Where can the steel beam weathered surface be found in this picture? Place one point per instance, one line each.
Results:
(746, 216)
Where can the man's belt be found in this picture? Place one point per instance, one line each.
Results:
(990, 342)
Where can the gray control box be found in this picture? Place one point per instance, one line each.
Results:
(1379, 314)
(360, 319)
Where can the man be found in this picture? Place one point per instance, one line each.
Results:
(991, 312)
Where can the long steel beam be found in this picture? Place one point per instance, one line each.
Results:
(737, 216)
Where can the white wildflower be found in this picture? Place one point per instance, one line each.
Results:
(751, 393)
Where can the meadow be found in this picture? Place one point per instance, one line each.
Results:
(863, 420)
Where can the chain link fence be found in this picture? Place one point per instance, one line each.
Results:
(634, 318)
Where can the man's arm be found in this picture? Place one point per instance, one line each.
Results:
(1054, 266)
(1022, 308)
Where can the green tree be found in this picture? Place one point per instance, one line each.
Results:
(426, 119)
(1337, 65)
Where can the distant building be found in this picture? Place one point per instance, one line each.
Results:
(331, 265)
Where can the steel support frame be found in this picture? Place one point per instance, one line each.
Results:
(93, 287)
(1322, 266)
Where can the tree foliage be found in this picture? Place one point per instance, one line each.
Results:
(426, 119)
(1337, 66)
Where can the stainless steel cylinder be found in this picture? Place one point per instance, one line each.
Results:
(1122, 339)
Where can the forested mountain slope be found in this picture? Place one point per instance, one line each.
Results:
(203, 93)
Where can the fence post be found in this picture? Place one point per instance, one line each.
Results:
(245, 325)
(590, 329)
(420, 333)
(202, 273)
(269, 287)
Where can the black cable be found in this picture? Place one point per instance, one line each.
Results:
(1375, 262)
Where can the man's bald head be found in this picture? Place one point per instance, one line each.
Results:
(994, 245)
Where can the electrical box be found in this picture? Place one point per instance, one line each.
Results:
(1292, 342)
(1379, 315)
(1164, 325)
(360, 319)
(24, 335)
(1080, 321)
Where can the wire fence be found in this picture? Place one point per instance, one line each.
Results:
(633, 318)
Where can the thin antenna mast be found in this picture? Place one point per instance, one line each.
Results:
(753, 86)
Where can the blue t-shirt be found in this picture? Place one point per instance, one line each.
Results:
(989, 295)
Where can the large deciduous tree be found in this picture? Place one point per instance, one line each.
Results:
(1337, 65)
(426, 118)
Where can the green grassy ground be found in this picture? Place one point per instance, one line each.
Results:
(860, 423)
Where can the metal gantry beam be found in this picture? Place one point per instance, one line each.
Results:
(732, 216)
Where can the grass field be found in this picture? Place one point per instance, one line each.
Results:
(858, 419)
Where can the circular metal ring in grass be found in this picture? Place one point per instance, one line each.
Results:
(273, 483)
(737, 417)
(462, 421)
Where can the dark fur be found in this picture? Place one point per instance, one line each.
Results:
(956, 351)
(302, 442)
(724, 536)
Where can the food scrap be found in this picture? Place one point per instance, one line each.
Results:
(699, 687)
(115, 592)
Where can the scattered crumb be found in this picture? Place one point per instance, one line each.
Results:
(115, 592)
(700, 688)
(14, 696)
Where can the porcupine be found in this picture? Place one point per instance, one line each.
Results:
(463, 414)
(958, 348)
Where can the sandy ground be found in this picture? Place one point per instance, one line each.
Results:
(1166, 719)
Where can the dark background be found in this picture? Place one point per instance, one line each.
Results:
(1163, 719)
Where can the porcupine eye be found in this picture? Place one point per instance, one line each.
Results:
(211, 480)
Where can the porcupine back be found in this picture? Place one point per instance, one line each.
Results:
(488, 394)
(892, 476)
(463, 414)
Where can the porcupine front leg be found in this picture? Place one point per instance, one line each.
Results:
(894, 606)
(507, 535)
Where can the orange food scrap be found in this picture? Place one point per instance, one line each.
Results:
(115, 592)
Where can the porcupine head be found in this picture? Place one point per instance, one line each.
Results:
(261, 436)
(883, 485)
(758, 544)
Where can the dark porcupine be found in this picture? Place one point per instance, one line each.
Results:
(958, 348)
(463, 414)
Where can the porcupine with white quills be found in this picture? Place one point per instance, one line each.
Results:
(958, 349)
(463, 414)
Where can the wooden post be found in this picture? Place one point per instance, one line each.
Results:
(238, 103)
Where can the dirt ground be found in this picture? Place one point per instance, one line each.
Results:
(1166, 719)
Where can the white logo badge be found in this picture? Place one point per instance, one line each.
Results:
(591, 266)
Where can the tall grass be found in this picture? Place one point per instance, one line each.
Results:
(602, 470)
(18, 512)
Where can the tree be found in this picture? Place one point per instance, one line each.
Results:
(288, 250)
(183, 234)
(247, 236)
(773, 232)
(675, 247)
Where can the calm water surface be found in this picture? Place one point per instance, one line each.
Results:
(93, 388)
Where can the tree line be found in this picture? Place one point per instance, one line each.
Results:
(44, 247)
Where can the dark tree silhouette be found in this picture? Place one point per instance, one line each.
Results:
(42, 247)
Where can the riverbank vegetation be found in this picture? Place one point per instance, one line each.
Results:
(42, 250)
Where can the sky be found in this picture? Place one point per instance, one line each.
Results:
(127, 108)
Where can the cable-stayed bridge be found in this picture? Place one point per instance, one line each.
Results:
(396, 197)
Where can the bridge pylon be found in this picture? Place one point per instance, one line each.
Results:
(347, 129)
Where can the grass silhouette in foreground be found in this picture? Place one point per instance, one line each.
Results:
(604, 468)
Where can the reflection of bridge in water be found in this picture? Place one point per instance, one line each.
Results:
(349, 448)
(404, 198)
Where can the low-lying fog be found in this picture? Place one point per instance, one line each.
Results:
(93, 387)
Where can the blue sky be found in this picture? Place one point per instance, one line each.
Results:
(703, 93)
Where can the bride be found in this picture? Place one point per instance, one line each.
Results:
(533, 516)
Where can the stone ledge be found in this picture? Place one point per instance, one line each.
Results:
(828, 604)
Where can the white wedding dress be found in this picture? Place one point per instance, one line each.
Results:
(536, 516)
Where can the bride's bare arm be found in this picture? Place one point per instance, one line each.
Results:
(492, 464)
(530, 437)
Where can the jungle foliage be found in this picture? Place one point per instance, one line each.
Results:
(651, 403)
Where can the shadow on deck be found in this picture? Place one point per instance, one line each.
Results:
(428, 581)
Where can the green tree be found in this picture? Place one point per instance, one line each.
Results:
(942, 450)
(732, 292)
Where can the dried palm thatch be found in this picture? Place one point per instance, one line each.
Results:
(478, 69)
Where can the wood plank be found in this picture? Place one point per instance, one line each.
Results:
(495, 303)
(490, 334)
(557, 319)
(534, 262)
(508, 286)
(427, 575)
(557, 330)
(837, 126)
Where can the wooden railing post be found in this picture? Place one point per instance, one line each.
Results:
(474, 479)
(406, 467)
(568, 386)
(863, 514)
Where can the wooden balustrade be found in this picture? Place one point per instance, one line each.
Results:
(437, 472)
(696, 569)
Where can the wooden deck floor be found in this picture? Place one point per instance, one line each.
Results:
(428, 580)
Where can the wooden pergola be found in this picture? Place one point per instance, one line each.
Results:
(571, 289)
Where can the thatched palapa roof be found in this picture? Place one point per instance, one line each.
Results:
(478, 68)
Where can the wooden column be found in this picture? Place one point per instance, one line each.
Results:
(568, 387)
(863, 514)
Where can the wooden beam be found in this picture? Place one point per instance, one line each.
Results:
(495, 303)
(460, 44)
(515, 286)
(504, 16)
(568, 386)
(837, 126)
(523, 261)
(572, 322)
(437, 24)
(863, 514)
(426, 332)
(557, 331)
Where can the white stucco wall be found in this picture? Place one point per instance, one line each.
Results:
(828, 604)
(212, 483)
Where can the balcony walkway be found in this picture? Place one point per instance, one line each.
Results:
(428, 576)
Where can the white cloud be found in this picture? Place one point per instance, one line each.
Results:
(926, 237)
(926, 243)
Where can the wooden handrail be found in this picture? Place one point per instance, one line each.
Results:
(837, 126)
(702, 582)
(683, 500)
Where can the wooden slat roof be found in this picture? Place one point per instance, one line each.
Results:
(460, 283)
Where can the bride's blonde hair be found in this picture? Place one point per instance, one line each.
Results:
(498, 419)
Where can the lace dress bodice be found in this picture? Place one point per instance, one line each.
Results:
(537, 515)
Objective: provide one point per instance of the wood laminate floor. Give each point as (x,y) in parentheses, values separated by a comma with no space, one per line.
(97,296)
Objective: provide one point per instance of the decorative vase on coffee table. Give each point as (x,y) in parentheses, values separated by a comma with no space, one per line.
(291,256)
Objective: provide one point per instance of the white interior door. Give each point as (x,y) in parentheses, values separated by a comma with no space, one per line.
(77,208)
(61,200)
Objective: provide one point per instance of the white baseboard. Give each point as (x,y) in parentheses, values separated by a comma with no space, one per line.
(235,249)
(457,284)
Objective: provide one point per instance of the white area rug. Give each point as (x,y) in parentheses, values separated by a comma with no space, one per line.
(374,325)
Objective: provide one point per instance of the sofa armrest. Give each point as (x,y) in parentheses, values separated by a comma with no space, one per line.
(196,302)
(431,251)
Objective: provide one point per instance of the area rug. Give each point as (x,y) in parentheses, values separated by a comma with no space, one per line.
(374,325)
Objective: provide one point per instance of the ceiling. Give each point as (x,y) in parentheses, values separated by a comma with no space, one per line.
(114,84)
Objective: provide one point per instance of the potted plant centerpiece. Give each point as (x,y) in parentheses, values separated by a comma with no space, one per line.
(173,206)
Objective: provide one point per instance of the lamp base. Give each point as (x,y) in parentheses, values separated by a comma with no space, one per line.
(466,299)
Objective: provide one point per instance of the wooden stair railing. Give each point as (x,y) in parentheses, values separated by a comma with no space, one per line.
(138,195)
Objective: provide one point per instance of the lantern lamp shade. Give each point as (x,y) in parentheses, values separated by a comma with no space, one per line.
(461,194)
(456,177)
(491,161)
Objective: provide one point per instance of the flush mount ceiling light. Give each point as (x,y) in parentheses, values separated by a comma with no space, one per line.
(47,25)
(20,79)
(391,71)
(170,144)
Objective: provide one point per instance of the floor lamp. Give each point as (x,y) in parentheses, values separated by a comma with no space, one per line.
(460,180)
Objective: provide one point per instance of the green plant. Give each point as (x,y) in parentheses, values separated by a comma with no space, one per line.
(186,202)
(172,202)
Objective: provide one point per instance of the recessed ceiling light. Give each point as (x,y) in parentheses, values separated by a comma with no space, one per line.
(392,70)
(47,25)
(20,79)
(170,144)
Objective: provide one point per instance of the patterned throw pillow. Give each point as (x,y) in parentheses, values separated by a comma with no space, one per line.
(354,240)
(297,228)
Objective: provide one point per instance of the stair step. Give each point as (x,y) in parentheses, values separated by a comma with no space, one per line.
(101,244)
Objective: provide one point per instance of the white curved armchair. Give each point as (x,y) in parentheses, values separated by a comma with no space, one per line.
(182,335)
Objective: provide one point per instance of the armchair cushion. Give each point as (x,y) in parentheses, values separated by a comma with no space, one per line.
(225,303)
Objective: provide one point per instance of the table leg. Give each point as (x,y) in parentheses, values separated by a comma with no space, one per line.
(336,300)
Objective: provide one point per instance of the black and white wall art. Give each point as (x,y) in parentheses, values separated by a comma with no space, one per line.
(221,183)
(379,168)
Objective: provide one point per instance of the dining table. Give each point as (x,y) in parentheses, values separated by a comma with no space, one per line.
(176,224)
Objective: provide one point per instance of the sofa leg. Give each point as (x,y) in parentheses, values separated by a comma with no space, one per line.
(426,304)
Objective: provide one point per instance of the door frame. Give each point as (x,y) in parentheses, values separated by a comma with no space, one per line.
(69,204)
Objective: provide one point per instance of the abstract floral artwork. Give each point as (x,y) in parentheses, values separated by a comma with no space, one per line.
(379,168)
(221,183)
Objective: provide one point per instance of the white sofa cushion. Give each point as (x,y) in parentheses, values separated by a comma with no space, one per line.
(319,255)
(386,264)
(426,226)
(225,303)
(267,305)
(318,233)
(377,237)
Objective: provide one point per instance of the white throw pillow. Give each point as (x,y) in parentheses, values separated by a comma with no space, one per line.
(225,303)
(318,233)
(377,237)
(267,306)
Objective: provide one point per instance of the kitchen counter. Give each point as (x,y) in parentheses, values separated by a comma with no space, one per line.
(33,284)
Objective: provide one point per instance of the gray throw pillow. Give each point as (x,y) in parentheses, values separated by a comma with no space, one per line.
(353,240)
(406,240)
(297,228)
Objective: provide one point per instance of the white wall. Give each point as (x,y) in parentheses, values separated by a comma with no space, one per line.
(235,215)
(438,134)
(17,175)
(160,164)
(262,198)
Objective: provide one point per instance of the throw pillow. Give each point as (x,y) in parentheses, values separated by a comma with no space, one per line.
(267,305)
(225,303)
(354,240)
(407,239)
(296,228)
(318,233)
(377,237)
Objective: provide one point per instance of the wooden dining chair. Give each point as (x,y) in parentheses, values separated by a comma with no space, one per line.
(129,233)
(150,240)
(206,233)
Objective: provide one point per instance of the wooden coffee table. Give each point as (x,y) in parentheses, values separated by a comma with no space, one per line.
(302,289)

### What this task involves
Reproduce without change the part of the items that opens with the first line of the items and closes with the line containing "(1022, 308)".

### Solution
Where can the steel beam weathered surface be found in this picture? Place one point per instance, one line each.
Results:
(746, 216)
Where can the man's belt be found in this picture? Place one point per instance, one line each.
Results:
(990, 342)
Where can the gray control box be found in this picture? Place one point per instance, one line each.
Results:
(1379, 314)
(360, 319)
Where can the man be found in this picture? Place one point per instance, one line each.
Results:
(991, 312)
Where can the long steel beam be found in this picture? Place one point per instance, one line each.
Results:
(737, 216)
Where can the white wildflower be found in this picture? Place one point per instance, one line each.
Results:
(751, 393)
Where can the meadow be found in this picture? Place one point per instance, one line each.
Results:
(863, 420)
Where can the chain link fence be found in this picture? Place one point per instance, one line each.
Results:
(634, 318)
Where can the man's arm be found in this picture? Place one point per instance, one line each.
Results:
(1054, 266)
(1022, 308)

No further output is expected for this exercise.